Exercise brief:
Reproduce every line of the listing from its beginning through the line containing "[[671, 595, 1319, 680], [0, 594, 444, 718]]", including the requests unchanged, and multiply each bounding box coordinate in the answers by 1.1, rounding to the nearest whole number with halves rounded up. Return only these lines.

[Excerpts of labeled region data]

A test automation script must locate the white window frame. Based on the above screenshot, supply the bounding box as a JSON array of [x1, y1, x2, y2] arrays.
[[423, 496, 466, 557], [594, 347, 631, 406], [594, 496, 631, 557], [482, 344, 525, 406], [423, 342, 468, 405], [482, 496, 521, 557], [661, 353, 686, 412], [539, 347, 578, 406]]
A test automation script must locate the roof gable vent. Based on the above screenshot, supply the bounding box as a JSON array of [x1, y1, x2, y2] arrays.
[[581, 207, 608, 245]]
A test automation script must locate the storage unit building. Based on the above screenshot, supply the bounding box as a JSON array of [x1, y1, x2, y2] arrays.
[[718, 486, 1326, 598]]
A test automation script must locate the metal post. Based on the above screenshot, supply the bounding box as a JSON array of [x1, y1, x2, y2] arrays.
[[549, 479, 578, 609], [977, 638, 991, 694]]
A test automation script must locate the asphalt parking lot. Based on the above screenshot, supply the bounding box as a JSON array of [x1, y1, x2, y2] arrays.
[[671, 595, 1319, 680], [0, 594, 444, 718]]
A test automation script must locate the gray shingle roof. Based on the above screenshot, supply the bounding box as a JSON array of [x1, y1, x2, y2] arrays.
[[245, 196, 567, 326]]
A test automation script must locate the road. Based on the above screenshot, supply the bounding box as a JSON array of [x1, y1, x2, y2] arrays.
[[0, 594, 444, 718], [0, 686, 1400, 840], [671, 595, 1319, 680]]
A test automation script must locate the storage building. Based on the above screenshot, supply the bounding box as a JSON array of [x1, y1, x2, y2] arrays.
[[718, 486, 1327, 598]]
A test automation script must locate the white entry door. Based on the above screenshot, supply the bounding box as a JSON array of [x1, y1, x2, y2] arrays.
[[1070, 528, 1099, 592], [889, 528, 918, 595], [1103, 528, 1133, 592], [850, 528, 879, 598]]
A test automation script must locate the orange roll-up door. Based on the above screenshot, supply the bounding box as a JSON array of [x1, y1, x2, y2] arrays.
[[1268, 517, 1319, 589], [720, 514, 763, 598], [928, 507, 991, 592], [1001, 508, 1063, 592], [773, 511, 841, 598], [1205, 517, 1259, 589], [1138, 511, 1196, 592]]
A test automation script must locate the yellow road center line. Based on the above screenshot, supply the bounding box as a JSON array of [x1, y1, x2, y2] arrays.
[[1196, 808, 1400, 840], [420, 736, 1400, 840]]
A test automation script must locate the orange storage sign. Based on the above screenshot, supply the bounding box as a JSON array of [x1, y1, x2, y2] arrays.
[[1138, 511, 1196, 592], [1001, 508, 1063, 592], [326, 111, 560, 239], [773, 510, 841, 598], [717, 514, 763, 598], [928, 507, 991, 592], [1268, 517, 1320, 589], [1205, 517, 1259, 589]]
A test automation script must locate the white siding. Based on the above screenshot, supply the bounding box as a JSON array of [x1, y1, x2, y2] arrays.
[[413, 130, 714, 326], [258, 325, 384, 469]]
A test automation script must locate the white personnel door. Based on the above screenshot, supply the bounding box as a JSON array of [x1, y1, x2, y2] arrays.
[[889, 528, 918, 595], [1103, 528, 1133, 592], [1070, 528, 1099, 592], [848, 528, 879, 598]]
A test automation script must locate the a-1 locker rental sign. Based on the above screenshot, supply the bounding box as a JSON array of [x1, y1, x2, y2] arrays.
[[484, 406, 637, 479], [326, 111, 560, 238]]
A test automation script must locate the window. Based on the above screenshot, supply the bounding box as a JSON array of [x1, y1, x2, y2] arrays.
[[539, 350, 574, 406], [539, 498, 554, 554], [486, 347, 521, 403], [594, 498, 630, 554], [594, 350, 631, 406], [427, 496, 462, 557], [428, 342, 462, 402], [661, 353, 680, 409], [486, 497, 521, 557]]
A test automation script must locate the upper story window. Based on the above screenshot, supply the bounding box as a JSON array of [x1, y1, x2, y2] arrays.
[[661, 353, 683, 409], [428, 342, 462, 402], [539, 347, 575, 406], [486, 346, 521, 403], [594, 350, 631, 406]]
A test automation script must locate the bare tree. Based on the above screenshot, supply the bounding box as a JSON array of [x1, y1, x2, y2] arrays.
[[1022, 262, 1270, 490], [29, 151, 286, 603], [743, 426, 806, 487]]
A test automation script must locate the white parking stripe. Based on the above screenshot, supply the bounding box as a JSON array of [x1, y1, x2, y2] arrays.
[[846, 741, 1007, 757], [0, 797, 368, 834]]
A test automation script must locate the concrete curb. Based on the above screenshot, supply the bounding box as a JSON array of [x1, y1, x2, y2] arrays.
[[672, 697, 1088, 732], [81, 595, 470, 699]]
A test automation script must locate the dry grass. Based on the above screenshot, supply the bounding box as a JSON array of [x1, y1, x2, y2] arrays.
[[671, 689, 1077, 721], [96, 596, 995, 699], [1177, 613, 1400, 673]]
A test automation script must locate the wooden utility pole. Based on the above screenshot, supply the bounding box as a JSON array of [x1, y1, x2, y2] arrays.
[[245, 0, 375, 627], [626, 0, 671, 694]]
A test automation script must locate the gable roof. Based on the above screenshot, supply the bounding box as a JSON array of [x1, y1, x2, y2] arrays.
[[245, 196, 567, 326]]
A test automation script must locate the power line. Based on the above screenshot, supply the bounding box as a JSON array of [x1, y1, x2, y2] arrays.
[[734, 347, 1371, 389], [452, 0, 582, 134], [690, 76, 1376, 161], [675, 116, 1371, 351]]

Correct result:
A test automation script must locate the white window frame. Based on the above screenshot, supply the bounding box as a JSON array of [x1, y1, x2, y2] arrays.
[[465, 546, 513, 613], [653, 382, 694, 447], [653, 546, 694, 613], [530, 378, 578, 447], [465, 376, 515, 446], [530, 546, 573, 613], [727, 388, 755, 453], [593, 382, 636, 447]]
A test automation script must locate the roof gable vent. Based on the above screenshot, supply the bounding box as a JSON array of [x1, y1, x2, y2] arrays.
[[639, 228, 669, 270]]
A test automation script must locate the storage unit building. Based on the above screenshot, supply the bounding box as a JSON array of [x1, y1, x2, y2] arrays.
[[790, 535, 1459, 658]]
A test automation script must locate the metal post. Based on the above screenshot, supply the bounding box as a JSON array of [x1, y1, x2, y2] arrays.
[[604, 527, 636, 670], [1075, 702, 1090, 763]]
A test automation script must locate the asphalt parking lot. Based on the above screenshot, supply the bounding box as a JSON array of [x1, y1, x2, y2] arrays.
[[738, 655, 1451, 748], [0, 653, 488, 790]]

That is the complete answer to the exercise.